Text block

They could use the variable livingCats
directly, if they wanted to.
The reason is that this way they are not completely tied to our
current problem. If addToSet
directly changed livingCats
, it would
have to be called addCatsToCatSet
, or something similar. The way it
is now, it is a more generally useful tool.
¶ Even if we are never going to use these functions for anything else,
which is quite probable, it is useful to write them like this. Because
they are 'self sufficient', they can be read and understood on their
own, without needing to know about some external variable called
livingCats
.
¶ The functions are not pure: They change the object passed as their
set
argument. This makes them slightly trickier than real pure
functions, but still a lot less confusing than functions that run amok
and change any value or variable they please.
¶ We continue breaking the algorithm into pieces:
function findLivingCats() { var mailArchive = retrieveMails(); var livingCats = {"Spot": true}; function handleParagraph(paragraph) { if (startsWith(paragraph, "born")) addToSet(livingCats, catNames(paragraph)); else if (startsWith(paragraph, "died")) removeFromSet(livingCats, catNames(paragraph)); } for (var mail = 0; mail < mailArchive.length; mail++) { var paragraphs = mailArchive[mail].split("\n"); for (var i = 0; i < paragraphs.length; i++) handleParagraph(paragraphs[i]); } return livingCats; } var howMany = 0; for (var cat in findLivingCats()) howMany++; print("There are ", howMany, " cats.");
¶ The whole algorithm is now encapsulated by a function. This means that
it does not leave a mess after it runs: livingCats
is now a local
variable in the function, instead of a top-level one, so it only
exists while the function runs. The code that needs this set can call
findLivingCats
and use the value it returns.

Data supplied
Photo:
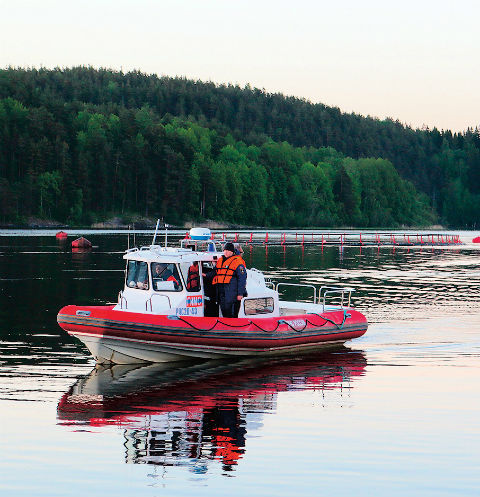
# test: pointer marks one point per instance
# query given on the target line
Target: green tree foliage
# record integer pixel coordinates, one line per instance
(80, 144)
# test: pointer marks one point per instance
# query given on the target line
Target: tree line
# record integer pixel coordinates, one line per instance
(79, 145)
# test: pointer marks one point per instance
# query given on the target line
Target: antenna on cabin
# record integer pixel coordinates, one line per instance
(155, 235)
(166, 229)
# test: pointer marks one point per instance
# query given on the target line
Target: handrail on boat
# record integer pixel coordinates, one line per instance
(335, 290)
(300, 285)
(156, 295)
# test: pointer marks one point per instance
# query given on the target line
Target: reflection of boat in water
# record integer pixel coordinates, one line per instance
(189, 413)
(164, 313)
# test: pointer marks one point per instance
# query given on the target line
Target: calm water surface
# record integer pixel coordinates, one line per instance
(395, 412)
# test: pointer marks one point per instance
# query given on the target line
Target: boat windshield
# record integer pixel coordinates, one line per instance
(137, 275)
(165, 277)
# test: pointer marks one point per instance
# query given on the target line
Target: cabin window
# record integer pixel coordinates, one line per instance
(258, 306)
(137, 275)
(165, 277)
(191, 275)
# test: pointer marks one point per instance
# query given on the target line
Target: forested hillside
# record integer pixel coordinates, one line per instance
(79, 145)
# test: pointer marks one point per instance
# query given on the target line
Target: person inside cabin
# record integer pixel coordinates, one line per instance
(165, 272)
(211, 304)
(230, 281)
(193, 277)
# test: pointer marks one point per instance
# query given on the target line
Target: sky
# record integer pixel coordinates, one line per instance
(415, 61)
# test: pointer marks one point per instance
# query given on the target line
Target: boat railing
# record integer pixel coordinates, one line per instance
(269, 284)
(121, 298)
(344, 293)
(278, 285)
(149, 301)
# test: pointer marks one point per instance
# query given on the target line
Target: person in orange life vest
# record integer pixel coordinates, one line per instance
(211, 304)
(193, 278)
(230, 281)
(162, 272)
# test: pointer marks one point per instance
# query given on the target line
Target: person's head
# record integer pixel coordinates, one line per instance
(228, 249)
(159, 268)
(238, 249)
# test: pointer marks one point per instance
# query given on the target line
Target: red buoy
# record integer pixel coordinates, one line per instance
(81, 243)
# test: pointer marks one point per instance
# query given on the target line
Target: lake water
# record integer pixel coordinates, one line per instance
(395, 412)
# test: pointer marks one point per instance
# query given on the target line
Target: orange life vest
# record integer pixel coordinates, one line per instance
(226, 269)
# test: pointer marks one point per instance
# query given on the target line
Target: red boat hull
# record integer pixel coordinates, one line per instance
(123, 337)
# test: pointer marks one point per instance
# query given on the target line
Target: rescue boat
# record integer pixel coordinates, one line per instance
(160, 316)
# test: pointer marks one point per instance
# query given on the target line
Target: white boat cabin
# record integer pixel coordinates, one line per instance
(174, 281)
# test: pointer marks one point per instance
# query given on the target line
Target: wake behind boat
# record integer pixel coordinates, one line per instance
(162, 314)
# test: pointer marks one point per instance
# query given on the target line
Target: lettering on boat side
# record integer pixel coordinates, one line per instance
(82, 313)
(194, 301)
(296, 323)
(186, 311)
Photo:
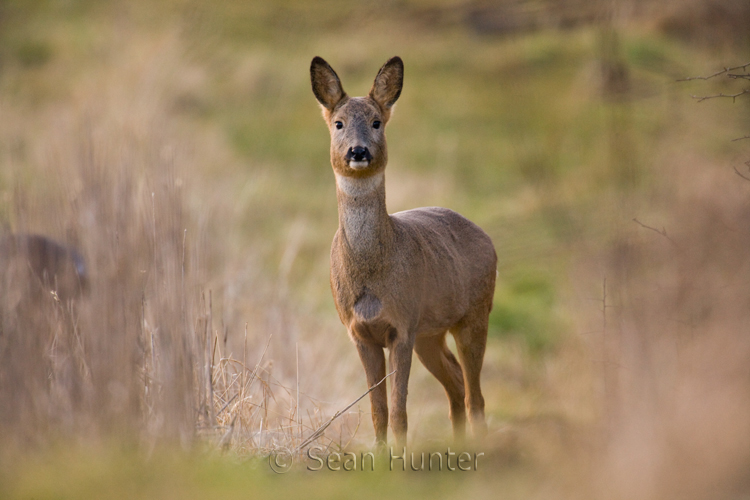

Set problem 1
According to the cat-counting passage, why are the functions not pure?
Set problem 2
List every variable declared with the keyword var in the code in the cat-counting passage.

Task solution 1
They change the object passed as their set argument.

Task solution 2
mailArchive, livingCats, mail, paragraphs, i, howMany, cat